INFORMATION GIVEN START

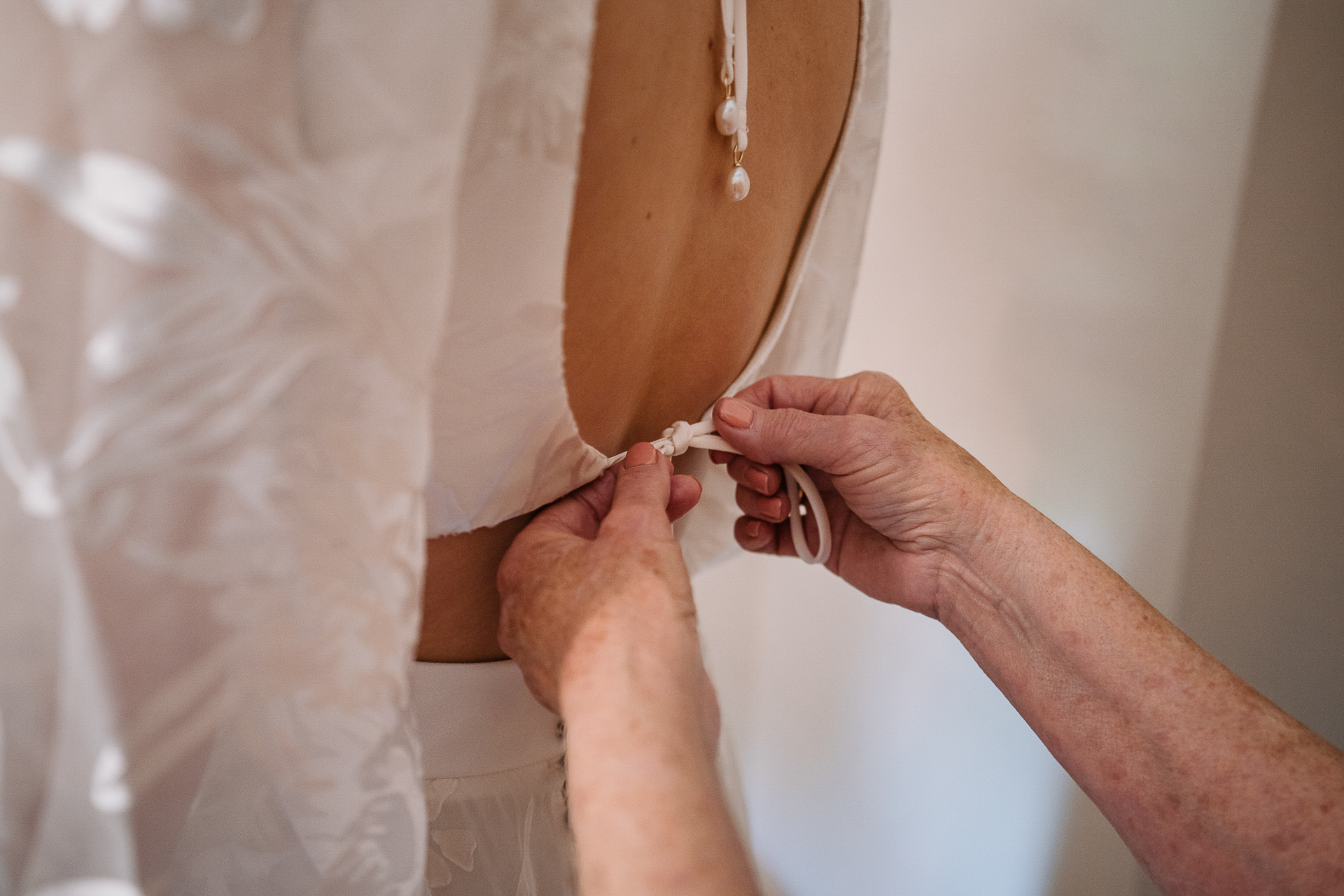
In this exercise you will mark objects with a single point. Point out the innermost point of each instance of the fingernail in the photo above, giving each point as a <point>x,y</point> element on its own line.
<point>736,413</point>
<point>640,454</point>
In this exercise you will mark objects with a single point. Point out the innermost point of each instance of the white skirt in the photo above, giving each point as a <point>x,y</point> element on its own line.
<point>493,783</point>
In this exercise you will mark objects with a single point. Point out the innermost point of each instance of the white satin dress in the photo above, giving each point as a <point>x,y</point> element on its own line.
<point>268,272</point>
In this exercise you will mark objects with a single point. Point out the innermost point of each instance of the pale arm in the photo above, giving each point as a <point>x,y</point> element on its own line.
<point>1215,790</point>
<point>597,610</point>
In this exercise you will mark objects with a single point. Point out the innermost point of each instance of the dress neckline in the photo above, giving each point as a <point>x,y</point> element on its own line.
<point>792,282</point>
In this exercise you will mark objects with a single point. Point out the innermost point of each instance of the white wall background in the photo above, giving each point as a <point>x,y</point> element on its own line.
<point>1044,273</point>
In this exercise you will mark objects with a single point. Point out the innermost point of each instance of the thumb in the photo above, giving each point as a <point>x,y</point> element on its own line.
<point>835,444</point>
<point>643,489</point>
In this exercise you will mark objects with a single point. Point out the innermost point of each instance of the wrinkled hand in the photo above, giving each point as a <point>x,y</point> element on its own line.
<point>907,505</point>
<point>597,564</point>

INFORMATION GIVEN END
INFORMATION GIVEN START

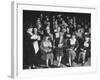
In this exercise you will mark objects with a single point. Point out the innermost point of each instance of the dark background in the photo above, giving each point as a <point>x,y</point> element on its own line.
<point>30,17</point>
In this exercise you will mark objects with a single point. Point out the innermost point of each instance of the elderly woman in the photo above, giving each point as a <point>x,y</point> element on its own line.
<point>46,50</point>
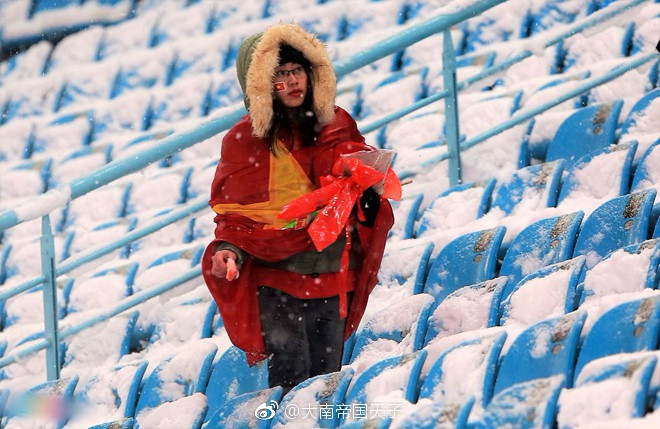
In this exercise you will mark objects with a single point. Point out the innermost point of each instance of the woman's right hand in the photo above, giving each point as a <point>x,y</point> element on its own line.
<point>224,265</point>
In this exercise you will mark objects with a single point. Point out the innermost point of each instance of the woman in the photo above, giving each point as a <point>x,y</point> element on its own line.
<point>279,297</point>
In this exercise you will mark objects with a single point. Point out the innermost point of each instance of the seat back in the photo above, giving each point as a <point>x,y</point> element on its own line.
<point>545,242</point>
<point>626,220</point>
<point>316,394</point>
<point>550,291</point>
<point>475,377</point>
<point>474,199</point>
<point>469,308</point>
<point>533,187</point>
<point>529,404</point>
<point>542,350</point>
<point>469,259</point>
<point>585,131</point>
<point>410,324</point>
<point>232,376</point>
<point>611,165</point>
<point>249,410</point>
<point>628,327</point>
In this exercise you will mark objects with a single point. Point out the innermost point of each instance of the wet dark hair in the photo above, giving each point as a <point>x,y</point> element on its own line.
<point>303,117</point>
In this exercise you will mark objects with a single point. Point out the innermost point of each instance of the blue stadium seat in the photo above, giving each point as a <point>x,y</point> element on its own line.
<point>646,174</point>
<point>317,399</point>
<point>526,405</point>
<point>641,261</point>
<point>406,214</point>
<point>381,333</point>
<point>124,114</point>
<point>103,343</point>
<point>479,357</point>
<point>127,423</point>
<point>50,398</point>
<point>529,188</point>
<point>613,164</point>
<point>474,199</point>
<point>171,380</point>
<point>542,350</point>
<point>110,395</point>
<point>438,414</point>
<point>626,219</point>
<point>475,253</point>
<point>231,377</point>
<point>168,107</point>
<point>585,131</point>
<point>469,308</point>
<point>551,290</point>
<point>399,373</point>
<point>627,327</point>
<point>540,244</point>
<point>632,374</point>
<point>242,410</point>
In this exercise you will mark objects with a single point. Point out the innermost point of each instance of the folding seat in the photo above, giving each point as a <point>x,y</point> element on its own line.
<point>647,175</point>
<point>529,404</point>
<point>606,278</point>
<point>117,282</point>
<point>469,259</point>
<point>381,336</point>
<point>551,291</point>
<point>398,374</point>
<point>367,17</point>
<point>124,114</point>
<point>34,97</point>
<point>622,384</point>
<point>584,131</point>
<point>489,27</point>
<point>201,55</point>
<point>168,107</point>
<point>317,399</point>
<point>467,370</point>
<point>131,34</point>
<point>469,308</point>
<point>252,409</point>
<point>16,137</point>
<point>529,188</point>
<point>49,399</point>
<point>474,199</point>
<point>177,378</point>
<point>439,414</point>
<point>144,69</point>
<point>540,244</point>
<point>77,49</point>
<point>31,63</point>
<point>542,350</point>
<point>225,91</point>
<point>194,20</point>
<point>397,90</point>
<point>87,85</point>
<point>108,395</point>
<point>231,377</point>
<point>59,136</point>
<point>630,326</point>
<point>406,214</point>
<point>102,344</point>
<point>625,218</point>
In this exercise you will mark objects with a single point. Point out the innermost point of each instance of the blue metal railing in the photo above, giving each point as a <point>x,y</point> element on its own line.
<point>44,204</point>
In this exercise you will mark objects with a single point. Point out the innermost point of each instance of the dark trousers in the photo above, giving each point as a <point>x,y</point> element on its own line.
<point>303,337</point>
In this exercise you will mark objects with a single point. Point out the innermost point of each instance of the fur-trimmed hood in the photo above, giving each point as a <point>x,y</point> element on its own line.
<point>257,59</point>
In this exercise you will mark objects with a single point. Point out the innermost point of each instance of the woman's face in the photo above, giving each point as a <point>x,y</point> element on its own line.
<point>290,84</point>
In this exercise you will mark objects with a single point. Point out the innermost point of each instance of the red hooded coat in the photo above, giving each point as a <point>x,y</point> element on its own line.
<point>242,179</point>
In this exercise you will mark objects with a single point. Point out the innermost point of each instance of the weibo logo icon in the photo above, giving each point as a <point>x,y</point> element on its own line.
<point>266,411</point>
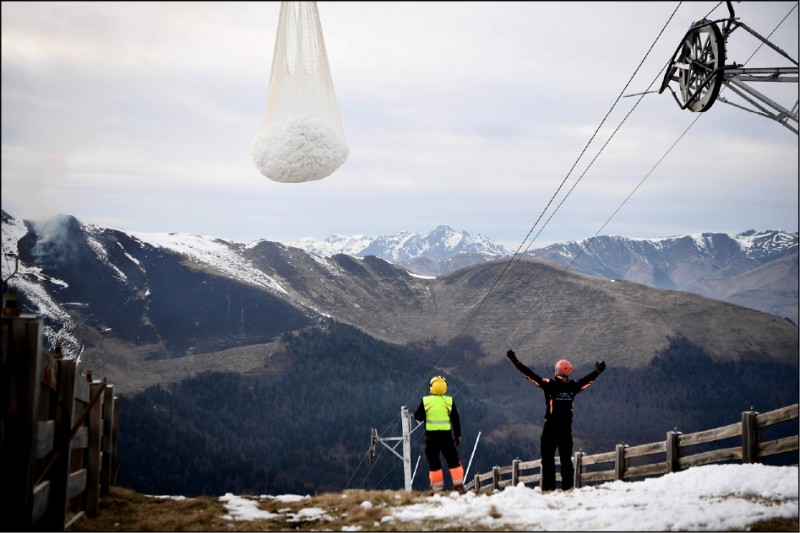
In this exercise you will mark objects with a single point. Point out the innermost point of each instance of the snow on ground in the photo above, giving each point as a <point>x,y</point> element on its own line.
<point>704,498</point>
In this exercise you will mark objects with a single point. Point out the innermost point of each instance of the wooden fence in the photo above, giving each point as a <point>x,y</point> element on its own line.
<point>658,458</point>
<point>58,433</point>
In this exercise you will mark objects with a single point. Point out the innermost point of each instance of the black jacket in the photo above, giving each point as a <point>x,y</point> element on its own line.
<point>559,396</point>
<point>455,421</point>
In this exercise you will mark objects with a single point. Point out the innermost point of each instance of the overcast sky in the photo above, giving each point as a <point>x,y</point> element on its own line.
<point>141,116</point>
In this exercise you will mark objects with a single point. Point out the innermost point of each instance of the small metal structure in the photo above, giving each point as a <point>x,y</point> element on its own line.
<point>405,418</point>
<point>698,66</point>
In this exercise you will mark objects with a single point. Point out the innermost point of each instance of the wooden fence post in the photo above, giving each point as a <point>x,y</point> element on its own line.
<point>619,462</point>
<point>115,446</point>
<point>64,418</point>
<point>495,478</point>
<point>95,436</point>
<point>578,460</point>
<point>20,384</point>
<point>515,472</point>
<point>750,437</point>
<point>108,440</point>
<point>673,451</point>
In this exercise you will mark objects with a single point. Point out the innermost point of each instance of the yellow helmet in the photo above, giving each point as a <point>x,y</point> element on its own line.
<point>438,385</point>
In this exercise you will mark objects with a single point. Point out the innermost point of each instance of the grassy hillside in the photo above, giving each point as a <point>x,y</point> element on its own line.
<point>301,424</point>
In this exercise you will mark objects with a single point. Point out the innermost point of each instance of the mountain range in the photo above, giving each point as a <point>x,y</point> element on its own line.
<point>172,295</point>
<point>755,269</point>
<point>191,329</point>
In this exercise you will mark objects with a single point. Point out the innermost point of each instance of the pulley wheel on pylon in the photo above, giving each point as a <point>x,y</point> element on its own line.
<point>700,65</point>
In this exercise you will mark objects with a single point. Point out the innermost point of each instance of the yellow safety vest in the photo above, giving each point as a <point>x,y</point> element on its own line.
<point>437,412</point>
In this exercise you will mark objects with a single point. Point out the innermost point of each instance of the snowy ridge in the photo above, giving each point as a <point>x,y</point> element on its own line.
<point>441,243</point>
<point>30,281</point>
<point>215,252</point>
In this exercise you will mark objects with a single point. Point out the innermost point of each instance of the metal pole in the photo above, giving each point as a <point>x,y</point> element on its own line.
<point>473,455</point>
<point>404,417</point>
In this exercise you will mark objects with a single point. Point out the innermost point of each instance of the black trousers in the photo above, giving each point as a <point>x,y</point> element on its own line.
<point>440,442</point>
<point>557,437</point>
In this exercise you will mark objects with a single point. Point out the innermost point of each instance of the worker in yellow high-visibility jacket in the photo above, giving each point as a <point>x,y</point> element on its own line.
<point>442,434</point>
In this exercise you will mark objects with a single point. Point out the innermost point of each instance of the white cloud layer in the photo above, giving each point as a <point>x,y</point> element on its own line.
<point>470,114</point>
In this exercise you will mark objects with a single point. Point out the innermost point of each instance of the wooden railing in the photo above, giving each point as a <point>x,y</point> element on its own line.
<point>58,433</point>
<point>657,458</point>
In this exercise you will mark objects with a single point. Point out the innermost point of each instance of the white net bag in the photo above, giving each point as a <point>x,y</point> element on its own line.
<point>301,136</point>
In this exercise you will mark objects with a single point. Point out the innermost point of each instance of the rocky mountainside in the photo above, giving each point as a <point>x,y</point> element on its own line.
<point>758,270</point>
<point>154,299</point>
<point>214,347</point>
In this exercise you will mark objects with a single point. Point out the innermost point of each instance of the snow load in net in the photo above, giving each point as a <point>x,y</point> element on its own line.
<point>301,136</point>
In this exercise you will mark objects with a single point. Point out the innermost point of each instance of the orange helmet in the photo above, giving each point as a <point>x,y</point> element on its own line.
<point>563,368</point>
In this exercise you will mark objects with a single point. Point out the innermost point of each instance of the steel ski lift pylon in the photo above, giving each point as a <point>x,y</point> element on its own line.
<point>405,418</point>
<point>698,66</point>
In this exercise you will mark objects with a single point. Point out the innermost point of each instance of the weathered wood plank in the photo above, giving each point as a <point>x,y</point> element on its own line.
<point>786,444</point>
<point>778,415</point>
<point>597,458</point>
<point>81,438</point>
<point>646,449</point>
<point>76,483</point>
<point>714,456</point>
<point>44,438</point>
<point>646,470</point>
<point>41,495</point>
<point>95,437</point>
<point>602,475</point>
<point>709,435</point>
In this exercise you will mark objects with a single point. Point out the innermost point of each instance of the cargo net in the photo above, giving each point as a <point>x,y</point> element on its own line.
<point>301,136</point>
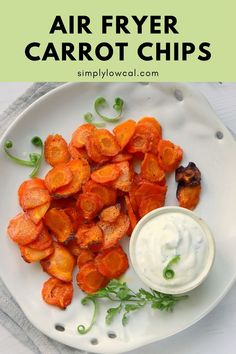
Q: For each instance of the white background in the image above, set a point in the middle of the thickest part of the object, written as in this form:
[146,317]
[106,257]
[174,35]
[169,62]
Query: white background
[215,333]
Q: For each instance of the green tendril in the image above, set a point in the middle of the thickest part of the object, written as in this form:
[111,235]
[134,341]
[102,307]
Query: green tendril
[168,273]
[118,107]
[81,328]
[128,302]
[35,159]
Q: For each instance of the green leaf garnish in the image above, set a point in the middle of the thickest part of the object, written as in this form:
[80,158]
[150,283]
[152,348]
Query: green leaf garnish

INFORMATION GIVEN END

### TASK ITEM
In the listing above, find the line with "Q: For each instance of the green leaf" and the line with "Query: green leaf garnish". Output those two lines and every line between them, exactly as written.

### RESULT OF THIS EXERCISE
Q: For each instance of the green leaf garnish in the image above, set a point in the middle of the thickest part of the object, written as in this form:
[80,158]
[150,283]
[152,348]
Query: green leaf garnish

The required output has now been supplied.